VENHAM VER- A- MARAVILHA

Ver-o-Peso de Belém Ver-o-Peso de Belém
o mais completo cartão maravilha brasileira
postal que retrata bem feira que de um tudo tem
seu povo, cheiros e chão és Parauara faceira
                                                              SerPan

          Nossa querida Santa Maria de Belém do Grão-Pará que veio de completar, a 12 de janeiro de 2009, seus 393 anos de frutuosa e promissora existência – ela que começou como a primitiva atalaia do Norte, com seu fortim do Presépio, e é hoje a Metrópole da Amazônia – acaba de ganhar, entre outros regalos de aniversário, um precioso mimo. Seu mais representativo e conhecido cartão-postal, o Ver-o-Peso, foi eleito como uma das sete maravilhas do Brasil, o que muito contribui para robustecer nosso parauarismo, no dia 9 de janeiro p.p., em concurso livre e aberto realizado pela Internet e promovido pela revista “Caras”, com o patrocínio do banco HSBC, como se pode ver no sítio internetiano da revista.
          Durante mais de três meses para mais de um milhão de internautas do Brasil e do mundo tiveram a oportunidade de escolher, entre os trinta pontos turísticos de todos os estados brasileiros, previamente selecionados, os sete mais bonitos e atrativos. Anônimos e personalidades salientes participaram da renhida disputa que, ao final, apontou aquelas que, dagora em diante, passam a ostentar o galardão maior de maravilha brasileira. Interessante é que tal certame se realizou pouco tempo passado (julho 2007) da escolha, também pela Internet, das Sete Maravilhas do Mundo atual, dentre as quais figura, muito justamente, a estátua do Cristo Redentor, no Rio de Janeiro.
          Por ordem de classificação foram estas as locações escolhidas: a Fortaleza dos Reis Magos, no Rio Grande do Norte (1º lugar); a fortaleza de São José de Macapá, no Amapá (2º lugar), a Catedral da Sé, em São Paulo (3º lugar); o Conjunto Arquitetônico de Natividade, em Tocantins (4º lugar); a Feira do Ver-o-Peso, em Belém (5º lugar); o Centro Histórico de Ouro Preto, em Minas Gerais (6º lugar) e o Teatro Amazonas, em Manaus (7º lugar). Veja-se que a Região Norte abiscoitou nada menos que quatro dos sete lugares da lista dos mais belos cartões-postais do País, o que poderá ensejar, e certamente o fará, o incremento do turismo receptivo para esta região que não tem sido, ao longo dos tempos, muito lembrada pelos turistas nacionais e forâneos.

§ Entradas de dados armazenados
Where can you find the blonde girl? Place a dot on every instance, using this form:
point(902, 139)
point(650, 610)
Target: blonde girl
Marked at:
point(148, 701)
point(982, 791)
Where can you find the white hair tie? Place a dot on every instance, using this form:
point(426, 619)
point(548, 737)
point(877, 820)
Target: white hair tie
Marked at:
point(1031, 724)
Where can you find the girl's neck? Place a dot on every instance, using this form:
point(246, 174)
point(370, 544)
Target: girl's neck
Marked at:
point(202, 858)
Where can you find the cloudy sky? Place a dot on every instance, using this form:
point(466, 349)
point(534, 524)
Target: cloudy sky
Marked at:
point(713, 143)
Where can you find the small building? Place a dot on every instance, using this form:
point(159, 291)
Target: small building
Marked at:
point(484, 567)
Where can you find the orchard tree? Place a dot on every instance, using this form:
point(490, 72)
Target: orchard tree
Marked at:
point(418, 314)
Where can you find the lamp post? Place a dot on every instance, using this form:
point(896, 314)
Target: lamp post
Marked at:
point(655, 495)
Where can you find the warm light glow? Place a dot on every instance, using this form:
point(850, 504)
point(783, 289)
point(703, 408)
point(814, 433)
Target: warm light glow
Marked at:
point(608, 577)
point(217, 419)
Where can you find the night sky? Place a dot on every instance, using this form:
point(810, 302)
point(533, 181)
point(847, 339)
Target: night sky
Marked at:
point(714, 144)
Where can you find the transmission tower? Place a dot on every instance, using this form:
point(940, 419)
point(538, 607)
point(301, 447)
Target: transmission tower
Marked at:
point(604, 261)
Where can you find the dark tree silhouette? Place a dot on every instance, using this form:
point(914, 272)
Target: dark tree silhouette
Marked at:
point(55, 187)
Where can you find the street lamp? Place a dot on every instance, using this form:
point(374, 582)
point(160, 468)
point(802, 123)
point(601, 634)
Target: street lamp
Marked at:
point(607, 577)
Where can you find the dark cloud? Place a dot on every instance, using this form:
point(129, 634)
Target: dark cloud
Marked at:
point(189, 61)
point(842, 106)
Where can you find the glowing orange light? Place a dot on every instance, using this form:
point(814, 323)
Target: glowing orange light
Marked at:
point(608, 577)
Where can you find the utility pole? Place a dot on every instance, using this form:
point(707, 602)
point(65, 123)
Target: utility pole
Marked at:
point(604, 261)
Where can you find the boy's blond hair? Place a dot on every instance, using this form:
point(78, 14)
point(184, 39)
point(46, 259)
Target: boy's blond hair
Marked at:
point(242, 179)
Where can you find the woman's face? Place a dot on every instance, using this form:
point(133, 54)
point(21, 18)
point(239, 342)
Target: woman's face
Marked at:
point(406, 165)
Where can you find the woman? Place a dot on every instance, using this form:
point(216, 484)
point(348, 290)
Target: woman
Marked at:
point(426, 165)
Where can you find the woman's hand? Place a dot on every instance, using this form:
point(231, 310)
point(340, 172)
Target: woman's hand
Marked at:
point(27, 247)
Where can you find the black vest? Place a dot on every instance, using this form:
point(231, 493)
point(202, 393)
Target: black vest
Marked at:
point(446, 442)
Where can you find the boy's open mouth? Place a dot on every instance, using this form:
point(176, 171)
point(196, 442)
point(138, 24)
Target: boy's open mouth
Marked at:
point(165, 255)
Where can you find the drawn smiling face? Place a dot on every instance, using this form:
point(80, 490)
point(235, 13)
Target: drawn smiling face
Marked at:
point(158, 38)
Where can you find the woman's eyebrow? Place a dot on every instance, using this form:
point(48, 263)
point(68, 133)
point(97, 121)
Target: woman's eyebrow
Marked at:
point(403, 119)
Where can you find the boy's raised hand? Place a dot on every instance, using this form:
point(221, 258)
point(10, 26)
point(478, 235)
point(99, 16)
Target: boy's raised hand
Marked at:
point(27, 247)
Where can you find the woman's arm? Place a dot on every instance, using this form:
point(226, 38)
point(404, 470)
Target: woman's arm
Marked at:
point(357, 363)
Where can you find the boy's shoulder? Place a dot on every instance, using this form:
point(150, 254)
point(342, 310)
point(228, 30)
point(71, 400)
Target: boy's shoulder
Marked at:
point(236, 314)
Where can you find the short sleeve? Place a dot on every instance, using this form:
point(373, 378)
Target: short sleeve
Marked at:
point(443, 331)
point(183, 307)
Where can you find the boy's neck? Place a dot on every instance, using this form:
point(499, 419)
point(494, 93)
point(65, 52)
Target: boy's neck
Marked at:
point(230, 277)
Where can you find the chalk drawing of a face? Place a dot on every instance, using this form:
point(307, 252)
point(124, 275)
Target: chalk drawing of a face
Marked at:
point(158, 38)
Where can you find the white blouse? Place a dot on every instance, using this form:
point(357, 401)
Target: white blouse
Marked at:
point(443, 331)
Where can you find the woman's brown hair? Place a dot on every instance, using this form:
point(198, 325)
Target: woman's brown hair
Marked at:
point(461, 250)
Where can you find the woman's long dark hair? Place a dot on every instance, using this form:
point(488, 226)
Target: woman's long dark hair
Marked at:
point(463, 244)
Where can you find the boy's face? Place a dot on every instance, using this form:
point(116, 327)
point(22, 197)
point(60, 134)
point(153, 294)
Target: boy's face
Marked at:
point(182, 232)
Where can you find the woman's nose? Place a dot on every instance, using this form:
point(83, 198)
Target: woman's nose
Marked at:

§ EXERCÍCIOS PROPOSTOS
**A.** Segundo o texto sobre o Ver-o-Peso, por que o resultado do concurso poderá incrementar o turismo receptivo na Região Norte? Responda em até três frases.
**B.** Devolva, do texto sobre o Ver-o-Peso, tudo o que vai de "Durante mais de" até "Rio de Janeiro.".
**C.** Retome o texto sobre o Ver-o-Peso a partir do ponto em que ele termina.

§ RESPOSTAS DOS EXERCÍCIOS
**A.** A Região Norte conquistou quatro dos sete lugares da lista dos mais belos cartões-postais do País. Isso poderá atrair turistas para uma região que, ao longo dos tempos, não tem sido muito lembrada pelos turistas nacionais e estrangeiros.

**B.**
Durante mais de três meses para mais de um milhão de internautas do Brasil e do mundo tiveram a oportunidade de escolher, entre os trinta pontos turísticos de todos os estados brasileiros, previamente selecionados, os sete mais bonitos e atrativos. Anônimos e personalidades salientes participaram da renhida disputa que, ao final, apontou aquelas que, dagora em diante, passam a ostentar o galardão maior de maravilha brasileira. Interessante é que tal certame se realizou pouco tempo passado (julho 2007) da escolha, também pela Internet, das Sete Maravilhas do Mundo atual, dentre as quais figura, muito justamente, a estátua do Cristo Redentor, no Rio de Janeiro.

**C.**
          A escolha do Veroca, como belenenses e parauaras em geral carinhosamente o chamamos, tem, assim, o justo e público reconhecimento de suas belezas, préstimos e importância, ele que é uma síntese de seu povo e o coração pulsante da cidade. O saudoso jornalista Edwaldo Martins dizia que “Belém acorda no Ver-o-Peso” e que “em meio às torres do Mercado de Ferro, que é a marca-símbolo da Cidade das Mangueiras, o seu cartão-postal, tão significativo para esta terra quanto a Torre Eiffel para os parisienses e o Cristo Redentor do Corcovado para os cariocas, que Belém abre o seu dia-a-dia”.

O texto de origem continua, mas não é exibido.